▶ [What to work on]
Your job is to copy the data that follows exactly, every line included.

START Exercise data

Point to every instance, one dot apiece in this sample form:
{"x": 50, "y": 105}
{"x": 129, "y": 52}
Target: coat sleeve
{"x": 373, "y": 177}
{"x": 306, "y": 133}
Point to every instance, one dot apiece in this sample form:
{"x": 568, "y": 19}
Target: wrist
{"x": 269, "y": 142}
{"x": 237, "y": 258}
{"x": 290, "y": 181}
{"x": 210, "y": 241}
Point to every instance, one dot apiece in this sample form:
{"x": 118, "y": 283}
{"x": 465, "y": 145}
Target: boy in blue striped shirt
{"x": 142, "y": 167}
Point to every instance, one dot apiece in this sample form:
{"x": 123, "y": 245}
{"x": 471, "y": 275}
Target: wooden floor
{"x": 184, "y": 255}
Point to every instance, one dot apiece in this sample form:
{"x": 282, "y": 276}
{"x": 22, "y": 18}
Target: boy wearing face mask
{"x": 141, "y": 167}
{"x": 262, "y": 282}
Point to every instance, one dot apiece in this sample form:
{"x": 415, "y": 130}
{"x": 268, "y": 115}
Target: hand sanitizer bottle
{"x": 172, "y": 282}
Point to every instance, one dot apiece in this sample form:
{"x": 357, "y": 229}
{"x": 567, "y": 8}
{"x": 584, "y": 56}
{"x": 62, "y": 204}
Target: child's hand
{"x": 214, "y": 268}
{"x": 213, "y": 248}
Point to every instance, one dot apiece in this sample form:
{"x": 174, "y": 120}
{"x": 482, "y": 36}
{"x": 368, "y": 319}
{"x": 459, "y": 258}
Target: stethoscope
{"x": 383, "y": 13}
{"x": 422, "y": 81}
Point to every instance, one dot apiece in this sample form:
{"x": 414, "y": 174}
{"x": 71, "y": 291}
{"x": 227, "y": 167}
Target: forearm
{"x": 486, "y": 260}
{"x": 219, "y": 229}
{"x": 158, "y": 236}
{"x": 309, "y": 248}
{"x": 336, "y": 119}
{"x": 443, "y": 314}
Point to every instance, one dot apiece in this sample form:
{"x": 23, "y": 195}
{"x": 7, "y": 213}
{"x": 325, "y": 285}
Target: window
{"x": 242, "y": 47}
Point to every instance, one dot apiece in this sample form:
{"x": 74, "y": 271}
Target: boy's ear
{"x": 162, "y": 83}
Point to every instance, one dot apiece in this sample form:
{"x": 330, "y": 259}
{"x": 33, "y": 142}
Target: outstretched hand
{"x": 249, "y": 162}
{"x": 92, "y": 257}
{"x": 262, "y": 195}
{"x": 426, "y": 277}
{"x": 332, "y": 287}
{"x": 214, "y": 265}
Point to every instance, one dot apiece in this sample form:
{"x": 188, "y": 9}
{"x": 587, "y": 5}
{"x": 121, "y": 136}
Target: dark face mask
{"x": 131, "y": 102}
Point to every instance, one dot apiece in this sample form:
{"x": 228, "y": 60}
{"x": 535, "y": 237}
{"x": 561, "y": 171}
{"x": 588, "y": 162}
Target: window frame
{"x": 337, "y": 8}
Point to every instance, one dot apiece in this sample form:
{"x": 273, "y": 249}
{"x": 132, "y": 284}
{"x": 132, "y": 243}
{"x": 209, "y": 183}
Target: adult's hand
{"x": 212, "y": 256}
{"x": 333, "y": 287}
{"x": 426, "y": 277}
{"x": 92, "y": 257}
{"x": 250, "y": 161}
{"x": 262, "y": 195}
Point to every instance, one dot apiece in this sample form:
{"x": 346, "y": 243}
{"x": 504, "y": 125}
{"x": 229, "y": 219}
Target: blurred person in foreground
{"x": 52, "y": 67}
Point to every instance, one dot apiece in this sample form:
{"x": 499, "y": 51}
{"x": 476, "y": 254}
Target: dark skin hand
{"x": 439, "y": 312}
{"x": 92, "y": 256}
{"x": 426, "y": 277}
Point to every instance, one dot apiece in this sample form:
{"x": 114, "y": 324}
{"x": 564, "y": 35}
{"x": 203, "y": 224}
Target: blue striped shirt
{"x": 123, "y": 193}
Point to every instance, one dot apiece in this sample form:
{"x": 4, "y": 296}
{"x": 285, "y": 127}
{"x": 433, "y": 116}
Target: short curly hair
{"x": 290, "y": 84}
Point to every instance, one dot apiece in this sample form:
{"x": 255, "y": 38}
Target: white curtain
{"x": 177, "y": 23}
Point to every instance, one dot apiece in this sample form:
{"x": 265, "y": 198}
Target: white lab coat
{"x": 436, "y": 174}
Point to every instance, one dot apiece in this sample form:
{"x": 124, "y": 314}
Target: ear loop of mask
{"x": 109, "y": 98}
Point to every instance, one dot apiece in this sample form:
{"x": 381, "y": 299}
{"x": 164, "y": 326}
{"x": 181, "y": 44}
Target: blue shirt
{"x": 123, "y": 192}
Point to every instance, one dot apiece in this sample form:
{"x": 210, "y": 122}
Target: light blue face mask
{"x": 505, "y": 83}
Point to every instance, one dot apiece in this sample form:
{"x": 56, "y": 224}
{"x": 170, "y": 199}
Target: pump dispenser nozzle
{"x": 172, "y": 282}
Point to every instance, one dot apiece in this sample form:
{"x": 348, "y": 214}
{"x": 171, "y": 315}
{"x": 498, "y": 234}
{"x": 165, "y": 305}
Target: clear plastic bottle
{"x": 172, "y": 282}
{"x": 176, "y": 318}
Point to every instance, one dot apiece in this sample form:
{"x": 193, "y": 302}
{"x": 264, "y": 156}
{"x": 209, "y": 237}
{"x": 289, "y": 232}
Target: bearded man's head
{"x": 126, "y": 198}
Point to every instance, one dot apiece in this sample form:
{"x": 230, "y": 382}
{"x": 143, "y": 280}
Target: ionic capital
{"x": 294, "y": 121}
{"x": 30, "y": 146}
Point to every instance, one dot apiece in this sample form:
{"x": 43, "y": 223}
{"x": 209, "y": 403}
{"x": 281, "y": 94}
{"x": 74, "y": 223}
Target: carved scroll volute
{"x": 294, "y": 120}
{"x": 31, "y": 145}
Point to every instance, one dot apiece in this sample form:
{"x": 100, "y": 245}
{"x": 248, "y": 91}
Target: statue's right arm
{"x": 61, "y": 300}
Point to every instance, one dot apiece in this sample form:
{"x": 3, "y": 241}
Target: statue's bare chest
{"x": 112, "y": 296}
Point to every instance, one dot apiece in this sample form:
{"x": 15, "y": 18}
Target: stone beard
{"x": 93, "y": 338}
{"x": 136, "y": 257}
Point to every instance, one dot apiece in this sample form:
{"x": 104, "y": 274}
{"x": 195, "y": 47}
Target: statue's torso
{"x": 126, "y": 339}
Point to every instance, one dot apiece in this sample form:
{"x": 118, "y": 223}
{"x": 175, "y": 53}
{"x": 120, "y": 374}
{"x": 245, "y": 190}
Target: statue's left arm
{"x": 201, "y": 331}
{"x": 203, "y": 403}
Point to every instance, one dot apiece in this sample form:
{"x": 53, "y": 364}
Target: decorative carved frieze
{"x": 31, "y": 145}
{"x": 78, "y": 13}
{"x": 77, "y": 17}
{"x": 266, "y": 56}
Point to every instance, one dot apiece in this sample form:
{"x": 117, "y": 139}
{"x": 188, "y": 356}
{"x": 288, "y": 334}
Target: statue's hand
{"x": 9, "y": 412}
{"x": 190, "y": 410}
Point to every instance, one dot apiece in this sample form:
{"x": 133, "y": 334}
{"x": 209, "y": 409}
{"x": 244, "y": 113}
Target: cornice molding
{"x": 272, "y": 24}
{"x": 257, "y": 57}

END Exercise data

▶ [Task solution]
Point to every instance, one dot apiece in this sample form:
{"x": 50, "y": 105}
{"x": 129, "y": 52}
Target: coat sleeve
{"x": 373, "y": 177}
{"x": 306, "y": 133}
Point to every instance, one dot apiece in this sample form:
{"x": 568, "y": 19}
Target: wrist
{"x": 269, "y": 142}
{"x": 237, "y": 258}
{"x": 290, "y": 181}
{"x": 210, "y": 241}
Point to every instance, one dot apiece in this sample form:
{"x": 118, "y": 283}
{"x": 465, "y": 145}
Target: boy in blue striped shirt
{"x": 142, "y": 167}
Point to every instance, one dot apiece in this sample form:
{"x": 123, "y": 245}
{"x": 471, "y": 275}
Target: wooden floor
{"x": 184, "y": 255}
Point to every instance, one dot apiece in this sample form:
{"x": 282, "y": 276}
{"x": 22, "y": 18}
Target: boy wearing face mask
{"x": 141, "y": 167}
{"x": 262, "y": 282}
Point to every instance, one dot apiece in this sample form:
{"x": 415, "y": 130}
{"x": 268, "y": 115}
Target: hand sanitizer bottle
{"x": 172, "y": 282}
Point to every instance, one dot apiece in this sample form:
{"x": 357, "y": 229}
{"x": 567, "y": 8}
{"x": 584, "y": 56}
{"x": 62, "y": 204}
Target: child's hand
{"x": 214, "y": 268}
{"x": 213, "y": 248}
Point to every instance, one dot apiece in this sample form:
{"x": 174, "y": 120}
{"x": 482, "y": 36}
{"x": 368, "y": 319}
{"x": 459, "y": 258}
Target: stethoscope
{"x": 383, "y": 13}
{"x": 422, "y": 81}
Point to every instance, one dot apiece in this sample form:
{"x": 414, "y": 174}
{"x": 71, "y": 291}
{"x": 227, "y": 167}
Target: forearm
{"x": 486, "y": 260}
{"x": 219, "y": 229}
{"x": 158, "y": 236}
{"x": 309, "y": 248}
{"x": 336, "y": 119}
{"x": 443, "y": 314}
Point to every instance, one dot apiece in this sample form:
{"x": 23, "y": 195}
{"x": 7, "y": 213}
{"x": 325, "y": 285}
Target: window
{"x": 242, "y": 47}
Point to every instance, one dot apiece in this sample form:
{"x": 74, "y": 271}
Target: boy's ear
{"x": 162, "y": 83}
Point to every instance, one dot apiece in this sample form:
{"x": 330, "y": 259}
{"x": 33, "y": 142}
Target: outstretched hand
{"x": 249, "y": 162}
{"x": 92, "y": 257}
{"x": 262, "y": 195}
{"x": 426, "y": 277}
{"x": 332, "y": 287}
{"x": 214, "y": 265}
Point to every instance, one dot apiece in this sample form:
{"x": 188, "y": 9}
{"x": 587, "y": 5}
{"x": 121, "y": 136}
Target: dark face mask
{"x": 131, "y": 102}
Point to every instance, one dot apiece in this sample form:
{"x": 228, "y": 60}
{"x": 535, "y": 237}
{"x": 561, "y": 171}
{"x": 588, "y": 162}
Target: window frame
{"x": 337, "y": 8}
Point to every instance, one dot apiece in this sample form:
{"x": 273, "y": 249}
{"x": 132, "y": 284}
{"x": 132, "y": 243}
{"x": 209, "y": 183}
Target: adult's hand
{"x": 212, "y": 256}
{"x": 333, "y": 287}
{"x": 426, "y": 277}
{"x": 92, "y": 257}
{"x": 250, "y": 161}
{"x": 262, "y": 195}
Point to every instance, one dot apiece in this sample form:
{"x": 346, "y": 243}
{"x": 504, "y": 125}
{"x": 229, "y": 219}
Target: blurred person in foreground
{"x": 52, "y": 67}
Point to every instance, one dot apiece in this sample form:
{"x": 499, "y": 51}
{"x": 476, "y": 254}
Target: dark skin hand
{"x": 439, "y": 312}
{"x": 92, "y": 256}
{"x": 426, "y": 277}
Point to every instance, one dot apiece in this sample form:
{"x": 114, "y": 324}
{"x": 564, "y": 35}
{"x": 203, "y": 224}
Target: blue striped shirt
{"x": 123, "y": 193}
Point to every instance, one dot apiece in this sample form:
{"x": 4, "y": 296}
{"x": 285, "y": 127}
{"x": 433, "y": 116}
Target: short curly hair
{"x": 290, "y": 84}
Point to every instance, one dot apiece in this sample form:
{"x": 255, "y": 38}
Target: white curtain
{"x": 177, "y": 23}
Point to every instance, one dot apiece in this sample form:
{"x": 265, "y": 198}
Target: white lab coat
{"x": 436, "y": 174}
Point to every instance, one dot apiece in this sample form:
{"x": 124, "y": 314}
Target: ear loop of mask
{"x": 109, "y": 98}
Point to every instance, one dot apiece in this sample form:
{"x": 381, "y": 299}
{"x": 164, "y": 326}
{"x": 181, "y": 44}
Target: blue shirt
{"x": 123, "y": 192}
Point to every instance, one dot apiece in this sample form:
{"x": 210, "y": 122}
Target: light blue face mask
{"x": 505, "y": 83}
Point to every instance, one dot apiece in this sample form:
{"x": 56, "y": 224}
{"x": 170, "y": 199}
Target: pump dispenser nozzle
{"x": 172, "y": 282}
Point to every instance, one dot apiece in this sample form:
{"x": 348, "y": 214}
{"x": 171, "y": 315}
{"x": 498, "y": 234}
{"x": 165, "y": 305}
Target: clear plastic bottle
{"x": 172, "y": 282}
{"x": 176, "y": 318}
Point to every instance, one dot apiece in this sample form:
{"x": 193, "y": 302}
{"x": 264, "y": 156}
{"x": 209, "y": 237}
{"x": 289, "y": 232}
Target: bearded man's head
{"x": 126, "y": 198}
Point to every instance, one dot apiece in this sample form:
{"x": 230, "y": 382}
{"x": 143, "y": 280}
Target: ionic capital
{"x": 294, "y": 121}
{"x": 30, "y": 146}
Point to every instance, one dot apiece in this sample form:
{"x": 43, "y": 223}
{"x": 209, "y": 403}
{"x": 281, "y": 94}
{"x": 74, "y": 223}
Target: carved scroll volute
{"x": 294, "y": 120}
{"x": 31, "y": 145}
Point to every instance, one dot apiece in this sample form:
{"x": 100, "y": 245}
{"x": 248, "y": 91}
Target: statue's right arm
{"x": 61, "y": 300}
Point to every instance, one dot apiece in this sample form:
{"x": 3, "y": 241}
Target: statue's bare chest
{"x": 112, "y": 296}
Point to every instance, one dot apiece in this sample form:
{"x": 15, "y": 18}
Target: stone beard
{"x": 93, "y": 338}
{"x": 136, "y": 257}
Point to every instance, one dot apiece in this sample form:
{"x": 104, "y": 274}
{"x": 195, "y": 47}
Target: statue's torso
{"x": 126, "y": 339}
Point to every instance, one dot apiece in this sample form:
{"x": 118, "y": 223}
{"x": 175, "y": 53}
{"x": 120, "y": 374}
{"x": 245, "y": 190}
Target: statue's left arm
{"x": 201, "y": 331}
{"x": 203, "y": 403}
Point to every instance, one dot apiece in this sample form:
{"x": 53, "y": 364}
Target: decorative carved frieze
{"x": 31, "y": 145}
{"x": 78, "y": 13}
{"x": 77, "y": 17}
{"x": 266, "y": 56}
Point to every instance, one dot apiece in this sample form:
{"x": 117, "y": 139}
{"x": 188, "y": 356}
{"x": 288, "y": 334}
Target: statue's hand
{"x": 9, "y": 412}
{"x": 190, "y": 410}
Point to every instance, one dot apiece in this sample form:
{"x": 133, "y": 334}
{"x": 209, "y": 409}
{"x": 244, "y": 113}
Target: cornice molding
{"x": 272, "y": 24}
{"x": 257, "y": 57}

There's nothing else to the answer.